### Consegna 1
Puoi riscrivere il passo del brano su Tolstoj e l'anarchismo che va da "Molti pensatori e" fino a "e cultural-religioso italiano3.", sostituendo "militanti" con "attivisti"?

### Brano di testo
Anarchico dunque, ma di un anarchismo specifico, particolare, diverso sicuramente, per certi tratti che vedremo, da quello degli altri pensatori «classici» di questa idea. Infatti, se la critica allo Stato e al Potere, alla concezione «sviluppista» dell’economia, alla proprietà privata, all’educazione autoritaria e alla scuola istituzionalizzata, alla funzione repressiva della religione ufficiale, al militarismo e a ogni forma di esercito, alla nozione di patria e di patriottismo, al socialismo statalista, all’uso antropocentrico della natura e degli animali, se tutto questo (e altro ancora) può essere riconosciuto come patrimonio comune dell’anarchismo, per altre caratteristiche il suo pensiero si differenzia, in modo anche radicale, da quello tradizionalmente considerato come libertario. Tuttavia questo aspetto, lungi dal rappresentare un limite (anche se può esserlo), costituisce in realtà un utile e quanto mai significativo contributo a un pensiero anarchico non rigidamente rinchiuso in presunte inossidabili certezze.
Molti pensatori e militanti libertari hanno scritto e commentato le idee di Tolstoj fin dai primi momenti in cui queste hanno fatto la loro comparsa sulla ribalta internazionale. Il «tolstoismo» è stato presente in maniera significativa anche nel dibattito politico e cultural-religioso italiano3.
Nel 1900, a firma Étudiants socialistes révolutionnaires internationalistes, appare a Parigi un opuscolo dal significativo titolo Tolstoïsme et l’Anarchisme4 in cui viene appunto affrontata la questione del possibile rapporto tra pensiero anarchico e quello che ormai viene chiamato tolstoismo. Gli autori della brochure, dopo aver constatato come il pensiero tolstoiano si sia ampiamente diffuso in Europa e abbia offerto varie sponde a un certo numero di gruppi rivoluzionari, denunciano il ruolo deviante che a loro avviso il suo pensiero ha incarnato, soprattutto in Russia, in quanto fautore di una prospettiva controrivoluzionaria. E concludono: «In sintesi, noi pensiamo che la propaganda di Tolstoj abbia un’utilità teorica incontestabile, soprattutto quando attacca con vigore il militarismo e lo Stato. Ma essa contiene, a nostro avviso, anche dei gravi pericoli. […] Tolstoj, che critica con tanta asprezza e vigore i pregiudizi e le istituzioni, fa una propaganda che devia dal socialismo e dalla rivoluzione. Egli è forse un eccellente cristiano della Chiesa primitiva, ed è certamente un grande scrittore, e un pensatore, ma non è, in nessun caso, un anarchico comunista e rivoluzionario»5. Sostanzialmente sulla stessa lunghezza d’onda, si troveranno, seppur con accenti diversi e sfumature non omogenee, molti altri pensatori e militanti anarchici italiani come Pietro Gori, Luigi Fabbri, Luigi Galleani, Errico Malatesta, Camillo Berneri e molti altri6.

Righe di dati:

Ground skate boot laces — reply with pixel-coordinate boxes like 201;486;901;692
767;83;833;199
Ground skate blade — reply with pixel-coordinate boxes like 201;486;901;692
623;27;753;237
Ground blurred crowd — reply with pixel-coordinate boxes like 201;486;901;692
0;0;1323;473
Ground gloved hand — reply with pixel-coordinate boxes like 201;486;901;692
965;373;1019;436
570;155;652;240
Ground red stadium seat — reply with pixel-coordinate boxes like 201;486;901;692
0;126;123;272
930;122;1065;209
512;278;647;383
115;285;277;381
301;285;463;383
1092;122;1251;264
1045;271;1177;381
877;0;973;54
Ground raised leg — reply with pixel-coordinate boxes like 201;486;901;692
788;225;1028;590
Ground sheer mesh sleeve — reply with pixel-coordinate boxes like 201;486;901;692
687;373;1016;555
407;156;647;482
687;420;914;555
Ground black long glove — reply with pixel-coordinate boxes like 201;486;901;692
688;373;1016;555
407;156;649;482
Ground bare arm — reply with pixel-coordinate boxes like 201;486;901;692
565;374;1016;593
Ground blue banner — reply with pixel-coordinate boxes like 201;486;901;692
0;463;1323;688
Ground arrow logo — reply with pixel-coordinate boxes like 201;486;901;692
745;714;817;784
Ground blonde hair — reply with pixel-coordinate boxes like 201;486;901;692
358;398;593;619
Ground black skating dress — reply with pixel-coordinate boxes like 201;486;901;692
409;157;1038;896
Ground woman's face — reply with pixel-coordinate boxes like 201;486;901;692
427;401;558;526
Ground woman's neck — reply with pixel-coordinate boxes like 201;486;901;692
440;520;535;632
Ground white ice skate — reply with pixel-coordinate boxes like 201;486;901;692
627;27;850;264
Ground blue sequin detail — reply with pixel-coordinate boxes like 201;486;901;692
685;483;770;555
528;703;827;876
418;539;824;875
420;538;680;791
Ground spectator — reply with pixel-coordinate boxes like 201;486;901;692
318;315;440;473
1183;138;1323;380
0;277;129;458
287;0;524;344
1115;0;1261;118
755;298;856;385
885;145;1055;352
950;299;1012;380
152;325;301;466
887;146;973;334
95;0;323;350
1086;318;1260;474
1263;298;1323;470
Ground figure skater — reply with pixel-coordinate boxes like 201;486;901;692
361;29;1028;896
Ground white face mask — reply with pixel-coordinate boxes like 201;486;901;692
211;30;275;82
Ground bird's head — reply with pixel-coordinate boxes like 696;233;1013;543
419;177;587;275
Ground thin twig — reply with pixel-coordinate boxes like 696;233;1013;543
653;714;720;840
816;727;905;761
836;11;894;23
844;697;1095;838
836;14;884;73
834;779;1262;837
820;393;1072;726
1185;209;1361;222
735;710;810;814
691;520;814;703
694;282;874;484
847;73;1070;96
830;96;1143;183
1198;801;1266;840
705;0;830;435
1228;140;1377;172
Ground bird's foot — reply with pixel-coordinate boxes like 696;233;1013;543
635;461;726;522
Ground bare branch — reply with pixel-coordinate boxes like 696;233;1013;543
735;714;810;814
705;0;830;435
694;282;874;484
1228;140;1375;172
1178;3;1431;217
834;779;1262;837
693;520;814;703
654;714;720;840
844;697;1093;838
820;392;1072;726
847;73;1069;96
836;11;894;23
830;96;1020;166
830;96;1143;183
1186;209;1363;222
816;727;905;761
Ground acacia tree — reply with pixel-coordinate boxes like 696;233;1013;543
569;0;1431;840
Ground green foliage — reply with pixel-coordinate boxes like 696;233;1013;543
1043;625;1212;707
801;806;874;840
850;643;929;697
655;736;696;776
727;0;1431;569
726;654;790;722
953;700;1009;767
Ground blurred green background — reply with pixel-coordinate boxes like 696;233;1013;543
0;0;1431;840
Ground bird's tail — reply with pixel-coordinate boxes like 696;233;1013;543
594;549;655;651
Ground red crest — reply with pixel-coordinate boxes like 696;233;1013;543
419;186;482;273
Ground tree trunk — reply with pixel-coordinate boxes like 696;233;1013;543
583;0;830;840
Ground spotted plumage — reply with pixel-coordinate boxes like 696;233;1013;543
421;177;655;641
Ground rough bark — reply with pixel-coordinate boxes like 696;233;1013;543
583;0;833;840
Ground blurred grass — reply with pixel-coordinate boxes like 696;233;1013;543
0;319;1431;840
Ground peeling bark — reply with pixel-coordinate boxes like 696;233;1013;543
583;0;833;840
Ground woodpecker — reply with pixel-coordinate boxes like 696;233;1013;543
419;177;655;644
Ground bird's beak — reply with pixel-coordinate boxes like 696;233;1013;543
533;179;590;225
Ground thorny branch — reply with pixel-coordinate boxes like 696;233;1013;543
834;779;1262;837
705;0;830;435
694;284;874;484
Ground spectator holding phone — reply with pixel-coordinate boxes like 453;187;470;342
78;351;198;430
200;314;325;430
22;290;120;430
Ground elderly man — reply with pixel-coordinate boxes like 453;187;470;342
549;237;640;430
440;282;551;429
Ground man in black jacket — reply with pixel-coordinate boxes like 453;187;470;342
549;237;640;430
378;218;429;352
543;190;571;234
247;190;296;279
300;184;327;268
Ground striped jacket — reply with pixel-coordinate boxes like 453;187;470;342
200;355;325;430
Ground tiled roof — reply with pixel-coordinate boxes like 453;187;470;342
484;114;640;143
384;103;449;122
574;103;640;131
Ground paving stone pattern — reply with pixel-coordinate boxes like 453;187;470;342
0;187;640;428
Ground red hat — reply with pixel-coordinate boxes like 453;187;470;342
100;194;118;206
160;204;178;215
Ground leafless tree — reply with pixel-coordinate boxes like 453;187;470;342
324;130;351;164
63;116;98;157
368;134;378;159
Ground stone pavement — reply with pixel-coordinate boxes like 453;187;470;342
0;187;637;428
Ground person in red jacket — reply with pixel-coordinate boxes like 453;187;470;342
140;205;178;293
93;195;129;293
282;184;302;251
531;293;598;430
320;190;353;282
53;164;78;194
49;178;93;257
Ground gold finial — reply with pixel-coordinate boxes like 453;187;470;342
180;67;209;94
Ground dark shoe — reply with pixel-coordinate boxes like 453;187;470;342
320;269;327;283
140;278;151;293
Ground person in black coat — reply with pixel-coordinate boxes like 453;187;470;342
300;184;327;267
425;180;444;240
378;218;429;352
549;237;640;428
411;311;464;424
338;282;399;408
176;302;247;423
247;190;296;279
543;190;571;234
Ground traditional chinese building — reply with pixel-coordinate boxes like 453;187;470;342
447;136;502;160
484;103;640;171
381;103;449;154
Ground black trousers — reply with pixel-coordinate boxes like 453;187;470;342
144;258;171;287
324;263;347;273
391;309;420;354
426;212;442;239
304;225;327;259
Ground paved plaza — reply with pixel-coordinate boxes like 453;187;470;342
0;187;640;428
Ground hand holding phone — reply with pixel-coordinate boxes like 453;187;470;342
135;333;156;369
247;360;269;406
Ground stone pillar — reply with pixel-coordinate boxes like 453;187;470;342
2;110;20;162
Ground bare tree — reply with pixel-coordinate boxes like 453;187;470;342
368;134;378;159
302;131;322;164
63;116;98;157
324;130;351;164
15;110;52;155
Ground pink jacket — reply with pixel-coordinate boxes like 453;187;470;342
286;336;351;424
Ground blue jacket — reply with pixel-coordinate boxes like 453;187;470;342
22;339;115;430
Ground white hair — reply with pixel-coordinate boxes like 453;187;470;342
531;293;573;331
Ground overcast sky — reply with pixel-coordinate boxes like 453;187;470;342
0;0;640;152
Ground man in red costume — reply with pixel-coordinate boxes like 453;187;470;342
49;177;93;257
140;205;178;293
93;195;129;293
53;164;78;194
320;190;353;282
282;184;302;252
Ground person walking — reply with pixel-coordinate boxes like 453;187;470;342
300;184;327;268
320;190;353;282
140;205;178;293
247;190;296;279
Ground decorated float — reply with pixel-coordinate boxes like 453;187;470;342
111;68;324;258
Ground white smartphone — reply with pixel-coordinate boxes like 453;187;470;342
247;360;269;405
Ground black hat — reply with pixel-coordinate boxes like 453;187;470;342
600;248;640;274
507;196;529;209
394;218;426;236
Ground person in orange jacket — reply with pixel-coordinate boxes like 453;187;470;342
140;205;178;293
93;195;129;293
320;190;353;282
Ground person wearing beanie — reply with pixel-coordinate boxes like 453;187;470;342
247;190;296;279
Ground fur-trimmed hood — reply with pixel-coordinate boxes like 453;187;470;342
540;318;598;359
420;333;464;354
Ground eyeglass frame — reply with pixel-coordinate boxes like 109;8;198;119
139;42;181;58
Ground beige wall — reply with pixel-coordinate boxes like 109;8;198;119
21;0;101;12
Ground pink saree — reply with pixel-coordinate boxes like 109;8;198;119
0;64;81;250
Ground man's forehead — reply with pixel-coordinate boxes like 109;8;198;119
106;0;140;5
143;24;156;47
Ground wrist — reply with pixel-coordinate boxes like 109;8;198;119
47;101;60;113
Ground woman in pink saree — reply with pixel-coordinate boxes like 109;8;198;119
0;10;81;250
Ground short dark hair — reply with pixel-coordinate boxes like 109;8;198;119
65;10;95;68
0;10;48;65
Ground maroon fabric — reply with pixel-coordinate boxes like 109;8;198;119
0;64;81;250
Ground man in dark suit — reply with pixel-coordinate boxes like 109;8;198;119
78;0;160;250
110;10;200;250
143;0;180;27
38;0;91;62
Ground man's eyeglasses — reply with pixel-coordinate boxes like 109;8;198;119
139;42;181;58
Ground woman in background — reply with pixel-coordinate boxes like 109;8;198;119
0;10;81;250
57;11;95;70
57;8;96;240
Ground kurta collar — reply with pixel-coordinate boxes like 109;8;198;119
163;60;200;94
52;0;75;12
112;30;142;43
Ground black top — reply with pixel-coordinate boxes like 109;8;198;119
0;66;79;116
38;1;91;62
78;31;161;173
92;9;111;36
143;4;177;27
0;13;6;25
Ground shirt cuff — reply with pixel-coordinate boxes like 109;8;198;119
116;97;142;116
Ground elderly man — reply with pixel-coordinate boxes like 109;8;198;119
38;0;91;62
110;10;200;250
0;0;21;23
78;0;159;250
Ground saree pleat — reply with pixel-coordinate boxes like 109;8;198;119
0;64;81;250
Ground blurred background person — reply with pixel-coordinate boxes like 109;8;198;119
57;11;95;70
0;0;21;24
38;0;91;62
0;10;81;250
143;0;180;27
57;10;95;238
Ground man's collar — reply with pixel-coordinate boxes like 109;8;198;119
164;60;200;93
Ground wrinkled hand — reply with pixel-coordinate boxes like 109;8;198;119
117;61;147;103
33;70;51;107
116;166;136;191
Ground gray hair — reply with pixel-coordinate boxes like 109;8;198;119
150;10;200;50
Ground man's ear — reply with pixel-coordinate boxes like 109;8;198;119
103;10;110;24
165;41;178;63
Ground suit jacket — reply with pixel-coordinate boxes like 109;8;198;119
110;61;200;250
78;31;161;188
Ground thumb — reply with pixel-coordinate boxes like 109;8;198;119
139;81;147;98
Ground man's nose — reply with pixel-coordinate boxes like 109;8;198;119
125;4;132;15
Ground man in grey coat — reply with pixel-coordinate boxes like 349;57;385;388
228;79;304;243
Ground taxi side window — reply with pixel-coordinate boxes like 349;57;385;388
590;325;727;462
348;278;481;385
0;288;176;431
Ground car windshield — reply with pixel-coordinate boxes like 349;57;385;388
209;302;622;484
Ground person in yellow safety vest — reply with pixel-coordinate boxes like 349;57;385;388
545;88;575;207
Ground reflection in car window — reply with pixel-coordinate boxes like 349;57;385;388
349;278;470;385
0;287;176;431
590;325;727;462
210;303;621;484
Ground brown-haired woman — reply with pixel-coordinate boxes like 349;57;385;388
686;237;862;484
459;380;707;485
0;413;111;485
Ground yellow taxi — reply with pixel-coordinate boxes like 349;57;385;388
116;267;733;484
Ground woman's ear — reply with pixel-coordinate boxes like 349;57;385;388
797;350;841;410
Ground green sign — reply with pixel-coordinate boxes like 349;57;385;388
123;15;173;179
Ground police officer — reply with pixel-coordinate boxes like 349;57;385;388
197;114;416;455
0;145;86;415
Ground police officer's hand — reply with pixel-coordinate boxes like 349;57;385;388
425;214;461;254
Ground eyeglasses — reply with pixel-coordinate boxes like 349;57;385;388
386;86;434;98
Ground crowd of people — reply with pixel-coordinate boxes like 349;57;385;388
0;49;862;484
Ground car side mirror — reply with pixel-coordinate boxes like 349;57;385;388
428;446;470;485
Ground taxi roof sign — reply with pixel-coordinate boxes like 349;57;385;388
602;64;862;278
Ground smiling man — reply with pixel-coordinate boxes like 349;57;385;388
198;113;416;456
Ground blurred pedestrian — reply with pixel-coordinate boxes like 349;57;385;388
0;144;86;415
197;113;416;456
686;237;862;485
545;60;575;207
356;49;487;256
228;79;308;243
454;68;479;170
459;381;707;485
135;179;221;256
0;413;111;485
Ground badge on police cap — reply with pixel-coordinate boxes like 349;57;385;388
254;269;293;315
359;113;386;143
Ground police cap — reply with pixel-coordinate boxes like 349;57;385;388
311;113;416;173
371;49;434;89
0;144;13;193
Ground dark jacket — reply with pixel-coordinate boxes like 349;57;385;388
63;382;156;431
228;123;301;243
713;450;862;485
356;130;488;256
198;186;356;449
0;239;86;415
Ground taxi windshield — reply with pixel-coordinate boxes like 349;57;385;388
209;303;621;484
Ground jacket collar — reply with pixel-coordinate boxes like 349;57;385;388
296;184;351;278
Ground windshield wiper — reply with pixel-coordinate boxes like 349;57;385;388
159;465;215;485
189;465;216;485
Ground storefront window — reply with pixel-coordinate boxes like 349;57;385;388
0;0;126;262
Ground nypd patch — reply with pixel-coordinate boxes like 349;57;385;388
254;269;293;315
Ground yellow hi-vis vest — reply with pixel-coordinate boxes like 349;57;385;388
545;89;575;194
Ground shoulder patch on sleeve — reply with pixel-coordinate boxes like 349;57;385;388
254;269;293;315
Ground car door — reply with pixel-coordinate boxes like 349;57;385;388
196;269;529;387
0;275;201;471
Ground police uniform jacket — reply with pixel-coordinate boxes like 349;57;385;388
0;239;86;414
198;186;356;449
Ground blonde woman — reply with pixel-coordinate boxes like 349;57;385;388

### Consegna 2
Puoi restituire identiche le righe dei record, dalla riga che contiene "Ground red stadium" fino a quella che contiene "627;27;850;264", entrambe comprese?

### Risposta corretta 1
Molti pensatori e attivisti libertari hanno scritto e commentato le idee di Tolstoj fin dai primi momenti in cui queste hanno fatto la loro comparsa sulla ribalta internazionale. Il «tolstoismo» è stato presente in maniera significativa anche nel dibattito politico e cultural-religioso italiano3.

### Risposta corretta 2
Ground red stadium seat — reply with pixel-coordinate boxes like 201;486;901;692
0;126;123;272
930;122;1065;209
512;278;647;383
115;285;277;381
301;285;463;383
1092;122;1251;264
1045;271;1177;381
877;0;973;54
Ground raised leg — reply with pixel-coordinate boxes like 201;486;901;692
788;225;1028;590
Ground sheer mesh sleeve — reply with pixel-coordinate boxes like 201;486;901;692
687;373;1016;555
407;156;647;482
687;420;914;555
Ground black long glove — reply with pixel-coordinate boxes like 201;486;901;692
688;373;1016;555
407;156;649;482
Ground bare arm — reply with pixel-coordinate boxes like 201;486;901;692
565;374;1016;593
Ground blue banner — reply with pixel-coordinate boxes like 201;486;901;692
0;463;1323;688
Ground arrow logo — reply with pixel-coordinate boxes like 201;486;901;692
745;714;817;784
Ground blonde hair — reply with pixel-coordinate boxes like 201;486;901;692
358;398;593;619
Ground black skating dress — reply with pixel-coordinate boxes like 201;486;901;692
409;157;1038;896
Ground woman's face — reply with pixel-coordinate boxes like 201;486;901;692
427;401;558;526
Ground woman's neck — reply with pixel-coordinate boxes like 201;486;901;692
440;520;535;632
Ground white ice skate — reply with pixel-coordinate boxes like 201;486;901;692
627;27;850;264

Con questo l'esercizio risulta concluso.